◆ **Short task**:
Please reproduce every line of the listing from the line with "# test: mark the overcast" up to and including the line with "point(33, 124)", shifting each coordinate in the answer points by -22. Keep the coordinates in the sample answer shapes unchanged.

* START Task material *

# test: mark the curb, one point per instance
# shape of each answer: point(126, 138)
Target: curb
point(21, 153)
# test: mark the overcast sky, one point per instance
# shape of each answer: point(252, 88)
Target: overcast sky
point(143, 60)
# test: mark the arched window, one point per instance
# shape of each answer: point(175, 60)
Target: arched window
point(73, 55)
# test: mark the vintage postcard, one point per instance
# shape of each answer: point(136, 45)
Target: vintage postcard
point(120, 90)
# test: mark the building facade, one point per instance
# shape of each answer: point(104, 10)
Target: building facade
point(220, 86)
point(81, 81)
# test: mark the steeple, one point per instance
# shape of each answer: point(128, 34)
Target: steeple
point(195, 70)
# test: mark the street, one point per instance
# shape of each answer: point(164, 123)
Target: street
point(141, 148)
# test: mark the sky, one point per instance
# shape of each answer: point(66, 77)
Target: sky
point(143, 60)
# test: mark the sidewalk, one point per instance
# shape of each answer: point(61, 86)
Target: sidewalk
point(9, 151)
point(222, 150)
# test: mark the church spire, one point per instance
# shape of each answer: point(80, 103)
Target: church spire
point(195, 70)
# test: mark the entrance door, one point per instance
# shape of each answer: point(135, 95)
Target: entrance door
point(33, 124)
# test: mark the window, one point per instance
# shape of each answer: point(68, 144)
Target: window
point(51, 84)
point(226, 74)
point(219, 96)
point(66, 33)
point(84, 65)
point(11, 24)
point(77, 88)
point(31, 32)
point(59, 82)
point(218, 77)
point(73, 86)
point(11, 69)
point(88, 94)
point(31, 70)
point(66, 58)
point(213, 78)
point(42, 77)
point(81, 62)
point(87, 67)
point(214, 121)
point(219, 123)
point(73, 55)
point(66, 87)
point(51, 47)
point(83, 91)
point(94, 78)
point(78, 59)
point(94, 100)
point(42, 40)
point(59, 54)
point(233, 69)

* END Task material *

◆ **The solution**:
# test: mark the overcast sky, one point per instance
# shape of each answer: point(252, 88)
Target: overcast sky
point(121, 38)
# test: mark the arched window, one point per instance
# shape of each answer: point(175, 60)
Target: arched window
point(51, 33)
# test: mark the vintage postcard, one point per instance
# shape of each answer: point(136, 45)
Target: vintage postcard
point(98, 68)
# test: mark the building facade, one point per instance
# shape of each answer: point(104, 10)
Target: building facade
point(198, 64)
point(59, 59)
# test: mark the steeple, one point per instance
# shape of each answer: point(128, 34)
Target: steeple
point(173, 48)
# test: mark the street, one point per instance
# shape of each answer: point(164, 123)
Target: street
point(119, 126)
# test: mark the sky, one point per instance
# shape of each answer: point(66, 77)
Target: sky
point(121, 38)
# test: mark the sidewalk, one point per instance
# shape of each answer: point(61, 86)
Target: sidewalk
point(-13, 129)
point(200, 128)
# test: mark the church spire, one point per instance
# shape of each answer: point(80, 103)
Target: church spire
point(173, 48)
# test: mark the entrance door, one point per instance
# shape of each answer: point(135, 95)
Target: entrance door
point(11, 102)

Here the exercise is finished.